▸ **What is required**: Transcribe all the entries word for word, but omit the images.

▸ **Records shown**:
[start]
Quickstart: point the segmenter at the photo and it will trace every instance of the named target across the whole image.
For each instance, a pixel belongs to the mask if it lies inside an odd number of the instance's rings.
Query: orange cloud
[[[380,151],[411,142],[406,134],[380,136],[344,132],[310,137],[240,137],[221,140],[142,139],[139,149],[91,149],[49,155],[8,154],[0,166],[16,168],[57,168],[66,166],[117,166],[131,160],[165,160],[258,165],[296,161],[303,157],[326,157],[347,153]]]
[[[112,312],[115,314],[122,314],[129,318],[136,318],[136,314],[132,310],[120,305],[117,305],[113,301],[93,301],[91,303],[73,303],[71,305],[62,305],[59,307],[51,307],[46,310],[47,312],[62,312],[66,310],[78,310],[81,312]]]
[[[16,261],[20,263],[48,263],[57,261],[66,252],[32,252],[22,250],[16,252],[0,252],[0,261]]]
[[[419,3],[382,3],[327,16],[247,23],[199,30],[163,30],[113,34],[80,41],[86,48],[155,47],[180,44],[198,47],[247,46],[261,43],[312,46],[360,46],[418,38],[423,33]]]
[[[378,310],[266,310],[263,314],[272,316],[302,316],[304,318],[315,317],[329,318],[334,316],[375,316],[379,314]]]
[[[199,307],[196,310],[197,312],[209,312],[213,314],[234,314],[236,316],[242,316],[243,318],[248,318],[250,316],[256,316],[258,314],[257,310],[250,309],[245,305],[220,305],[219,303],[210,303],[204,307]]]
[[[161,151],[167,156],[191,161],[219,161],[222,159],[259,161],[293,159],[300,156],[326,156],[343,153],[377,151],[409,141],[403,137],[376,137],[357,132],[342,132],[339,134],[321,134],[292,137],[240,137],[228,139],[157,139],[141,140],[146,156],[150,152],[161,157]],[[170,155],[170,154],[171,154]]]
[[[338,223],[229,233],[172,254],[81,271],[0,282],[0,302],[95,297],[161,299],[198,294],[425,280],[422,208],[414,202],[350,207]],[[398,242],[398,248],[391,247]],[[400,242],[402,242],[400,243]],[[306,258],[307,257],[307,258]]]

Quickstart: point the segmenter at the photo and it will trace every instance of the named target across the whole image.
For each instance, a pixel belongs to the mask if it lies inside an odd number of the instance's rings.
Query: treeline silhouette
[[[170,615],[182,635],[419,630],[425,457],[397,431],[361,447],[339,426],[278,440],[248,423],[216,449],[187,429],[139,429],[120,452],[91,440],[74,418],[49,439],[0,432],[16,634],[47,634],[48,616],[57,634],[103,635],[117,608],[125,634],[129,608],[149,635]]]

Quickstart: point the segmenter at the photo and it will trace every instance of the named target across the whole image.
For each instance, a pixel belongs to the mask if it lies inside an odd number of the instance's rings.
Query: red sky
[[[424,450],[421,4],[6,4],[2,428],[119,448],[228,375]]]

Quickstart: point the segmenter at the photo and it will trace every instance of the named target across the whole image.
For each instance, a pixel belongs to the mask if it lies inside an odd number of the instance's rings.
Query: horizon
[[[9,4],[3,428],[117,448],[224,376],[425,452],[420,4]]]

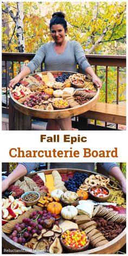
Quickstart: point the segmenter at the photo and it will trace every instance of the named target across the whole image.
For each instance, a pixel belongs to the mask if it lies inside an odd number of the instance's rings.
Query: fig
[[[47,230],[45,229],[45,228],[44,228],[41,231],[41,233],[37,238],[38,241],[43,237],[43,233],[46,233],[46,232],[47,232]]]
[[[52,231],[59,233],[61,233],[62,232],[62,229],[61,228],[59,228],[57,225],[54,225],[52,228]]]
[[[58,238],[55,238],[53,242],[50,245],[49,247],[50,253],[56,253],[57,254],[61,254],[62,252],[62,247],[61,245],[60,240]]]
[[[43,234],[43,237],[46,238],[50,238],[54,236],[55,236],[55,233],[54,231],[52,231],[52,230],[49,230],[48,231],[47,231],[47,232],[44,233]]]
[[[38,242],[36,247],[36,251],[44,252],[45,250],[48,250],[49,248],[49,244],[46,239],[43,239],[42,241]]]
[[[43,223],[43,226],[45,228],[50,228],[54,222],[52,219],[44,220]]]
[end]
▸ **Worked solution**:
Quickstart: point the segmenter at the photo and it will trace every instance of the named target across the whole image.
For each instance, a pixel belongs to the mask if it lies inside an odd number of the instance's rings.
Query: orange cloud
[[[380,151],[411,142],[406,134],[380,136],[344,132],[310,137],[240,137],[221,140],[142,139],[139,149],[91,149],[49,155],[8,154],[0,166],[16,168],[57,168],[66,166],[117,166],[131,160],[165,160],[258,165],[296,161],[303,157],[326,157],[347,153]]]
[[[112,312],[115,314],[122,314],[129,318],[136,318],[136,314],[132,310],[120,305],[117,305],[113,301],[93,301],[91,303],[73,303],[71,305],[62,305],[59,307],[51,307],[46,310],[47,312],[62,312],[66,310],[78,310],[81,312]]]
[[[16,261],[20,263],[48,263],[57,261],[66,252],[32,252],[22,250],[16,252],[0,252],[0,261]]]
[[[419,3],[382,3],[327,16],[247,23],[199,30],[163,30],[113,34],[80,41],[86,48],[155,47],[180,44],[198,47],[247,46],[261,43],[312,46],[360,46],[418,38],[423,33]]]
[[[378,310],[266,310],[263,314],[272,316],[302,316],[304,318],[315,317],[329,318],[334,316],[375,316],[379,314]]]
[[[199,307],[196,310],[197,312],[209,312],[213,314],[234,314],[236,316],[242,316],[243,318],[248,318],[250,316],[256,316],[258,314],[257,310],[250,309],[245,305],[220,305],[219,303],[210,303],[204,307]]]
[[[161,151],[167,156],[191,161],[219,161],[222,159],[259,161],[293,159],[300,156],[326,156],[343,153],[377,151],[409,141],[403,137],[376,137],[357,132],[342,132],[339,134],[321,134],[292,137],[240,137],[228,139],[157,139],[141,140],[146,156],[150,152],[161,157]],[[170,155],[170,154],[171,154]]]
[[[338,223],[229,233],[172,254],[81,271],[0,282],[0,302],[95,297],[161,299],[198,294],[425,280],[422,208],[414,202],[350,207]],[[398,242],[398,248],[391,247]],[[400,242],[402,242],[400,243]],[[306,258],[307,257],[307,258]]]

Quickstart: point the segmenter at the photo and it will trace every instance of the named target across the whole image.
For each instance, a pixel belongs to the mask if it lies inside an odd number of the instance's rings.
Query: treeline silhouette
[[[170,615],[182,635],[419,630],[425,457],[397,431],[361,447],[339,426],[278,440],[248,423],[216,449],[187,429],[139,429],[120,452],[91,440],[74,418],[49,439],[0,432],[16,634],[47,634],[48,616],[57,634],[103,635],[117,608],[125,634],[129,608],[149,635]]]

Quickstart: point the segmenter at the photo and it will trace every instance of the named target across the whole image.
For each instance, a pixel belongs to the mask if it lies inside an odd number of the instance's rings.
Query: red sky
[[[424,450],[421,4],[6,4],[2,428],[119,448],[228,375]]]

Quickstart: point the segmenter at the photo and it will trace every instance of the named target across the whole image.
For each instance, a pixel belongs to the mask if it lies inside an odd number of the instance's rings.
Query: horizon
[[[9,4],[3,428],[117,448],[224,376],[425,452],[420,4]]]

Quickstart: point the segmenter at the photo and it will trace every instance of the named target across the whole image.
For each instance, a pixel belongs to the mask if it lies inside an odd number of the instance's rings.
Query: fig
[[[47,230],[45,229],[45,228],[44,228],[41,231],[41,233],[37,238],[38,241],[43,237],[43,233],[46,233],[46,232],[47,232]]]
[[[52,231],[59,233],[61,233],[62,232],[62,229],[61,228],[59,228],[57,225],[54,225],[52,228]]]
[[[58,238],[55,238],[53,242],[50,245],[49,247],[50,253],[56,253],[57,254],[61,254],[62,252],[62,247],[61,245],[60,240]]]
[[[43,234],[43,237],[46,238],[50,238],[54,236],[55,236],[55,233],[54,231],[52,231],[52,230],[49,230],[48,231],[47,231],[47,232],[44,233]]]
[[[38,242],[36,247],[36,251],[44,252],[45,250],[48,250],[49,248],[49,244],[46,239],[43,239],[42,241]]]
[[[43,223],[43,226],[45,228],[50,228],[54,222],[52,219],[44,220]]]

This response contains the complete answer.